What to work on> Quote the stretch from "A rate of 3200" through "Anonymous said..." in the comment thread on housing prices, word for word.

Selection>

'''

As many of us observed, the common man is priced out already and nobody knows to whom the goons are going to sell the massive massive so called investment plots and flats.

RBI is surely cornered. Check mated. Now one brokerage suggested RBI to sell dollars upto 30 billion. See who all are advising RBI...sorry state of RBI once commanded much respect and successfully avoided asian crisis of 90's but pathetically failed in the crisis.

skeptic optimist said...

A rate of 3200 or even 5200 is affordable - (32lakh to 52 lakh) for 1000 sqft home
The problem comes to the inflated market of 1crore+ priced properties - these rates will come to normalized values in $ terms and may correct soon
The second problem is the hokie way builders claim that 600 sq ft is actually 1k sq ft by using super builtup
And also
Construction quality and neighborhood - I don't see prices fall back to 2009 levels - but maybe a yoy growth of 12% level from 2009 which would be about double the price in Rs per sq ft in 6 yrs ₹ - 2800 become ₹5600 in 2014-15 and so on
Which is still way bad in $ terms as rupee has tanked almost 50% from peak of 40 to $ to 60

Anonymous said...

'''

Record set>
'''

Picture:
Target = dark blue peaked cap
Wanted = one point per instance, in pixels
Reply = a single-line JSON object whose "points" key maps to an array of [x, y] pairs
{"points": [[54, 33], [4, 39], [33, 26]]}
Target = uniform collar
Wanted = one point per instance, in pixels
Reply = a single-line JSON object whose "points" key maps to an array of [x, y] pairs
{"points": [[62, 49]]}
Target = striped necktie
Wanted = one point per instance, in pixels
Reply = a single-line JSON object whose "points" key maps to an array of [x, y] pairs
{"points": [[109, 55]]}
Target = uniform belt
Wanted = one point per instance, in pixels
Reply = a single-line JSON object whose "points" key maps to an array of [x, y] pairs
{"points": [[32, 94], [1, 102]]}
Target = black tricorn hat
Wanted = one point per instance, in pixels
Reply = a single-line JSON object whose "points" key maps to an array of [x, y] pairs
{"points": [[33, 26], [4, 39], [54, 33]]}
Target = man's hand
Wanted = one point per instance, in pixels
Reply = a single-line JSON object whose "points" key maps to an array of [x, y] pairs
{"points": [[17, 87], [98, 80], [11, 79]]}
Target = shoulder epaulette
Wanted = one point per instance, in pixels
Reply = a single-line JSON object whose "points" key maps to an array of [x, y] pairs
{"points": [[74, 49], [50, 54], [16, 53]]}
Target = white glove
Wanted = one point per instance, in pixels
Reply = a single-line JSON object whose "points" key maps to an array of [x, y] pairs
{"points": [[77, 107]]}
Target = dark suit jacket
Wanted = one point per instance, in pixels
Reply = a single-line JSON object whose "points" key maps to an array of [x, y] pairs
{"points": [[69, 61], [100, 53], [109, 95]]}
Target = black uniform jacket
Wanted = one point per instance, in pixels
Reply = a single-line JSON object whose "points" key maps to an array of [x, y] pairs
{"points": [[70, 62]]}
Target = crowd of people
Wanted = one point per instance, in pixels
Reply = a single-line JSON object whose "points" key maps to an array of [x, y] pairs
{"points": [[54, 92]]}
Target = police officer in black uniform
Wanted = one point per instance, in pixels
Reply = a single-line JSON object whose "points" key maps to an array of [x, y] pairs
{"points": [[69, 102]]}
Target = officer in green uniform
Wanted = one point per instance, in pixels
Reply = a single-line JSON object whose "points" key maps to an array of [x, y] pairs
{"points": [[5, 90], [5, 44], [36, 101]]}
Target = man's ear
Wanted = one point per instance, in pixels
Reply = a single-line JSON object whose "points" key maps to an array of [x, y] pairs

'''
'''

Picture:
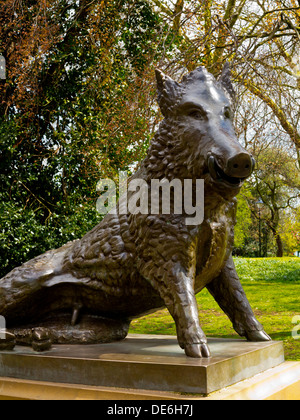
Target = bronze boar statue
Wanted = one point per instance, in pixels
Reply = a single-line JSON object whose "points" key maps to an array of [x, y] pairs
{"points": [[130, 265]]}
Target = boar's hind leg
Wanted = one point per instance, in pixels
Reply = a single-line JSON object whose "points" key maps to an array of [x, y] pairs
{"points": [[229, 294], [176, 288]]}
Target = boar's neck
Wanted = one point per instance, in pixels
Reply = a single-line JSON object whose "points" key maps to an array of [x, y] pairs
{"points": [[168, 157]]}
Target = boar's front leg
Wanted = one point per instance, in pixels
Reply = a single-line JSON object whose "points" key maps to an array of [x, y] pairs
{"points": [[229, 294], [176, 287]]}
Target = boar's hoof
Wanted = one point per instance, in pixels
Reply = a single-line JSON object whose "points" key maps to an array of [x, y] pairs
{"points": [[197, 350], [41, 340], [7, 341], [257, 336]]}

'''
'''

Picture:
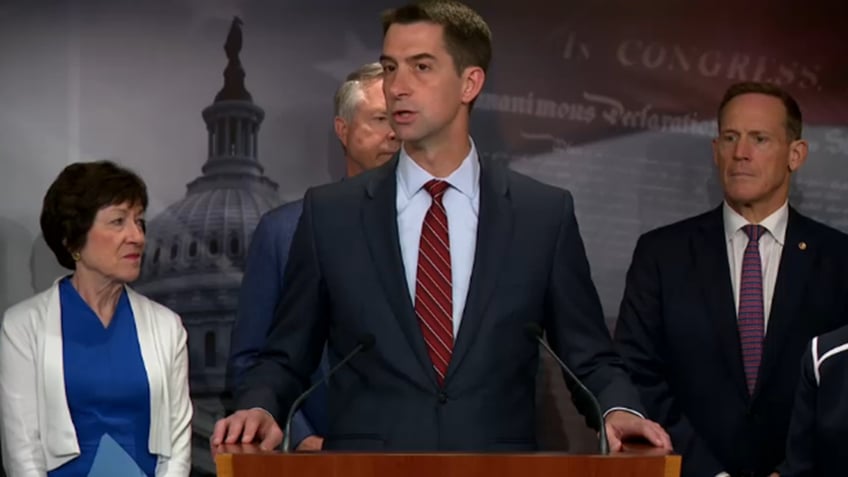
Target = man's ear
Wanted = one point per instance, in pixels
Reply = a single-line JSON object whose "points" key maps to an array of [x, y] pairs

'''

Output for this exercise>
A rate of 3200 or even 5200 is affordable - (32lakh to 52 lakh) for 1000 sqft home
The problem comes to the inflated market of 1crore+ priced properties - these rates will come to normalized values in $ terms and may correct soon
The second problem is the hokie way builders claim that 600 sq ft is actually 1k sq ft by using super builtup
And also
Construction quality and neighborhood - I don't see prices fall back to 2009 levels - but maybe a yoy growth of 12% level from 2009 which would be about double the price in Rs per sq ft in 6 yrs ₹ - 2800 become ₹5600 in 2014-15 and so on
Which is still way bad in $ terms as rupee has tanked almost 50% from peak of 40 to $ to 60

Anonymous said...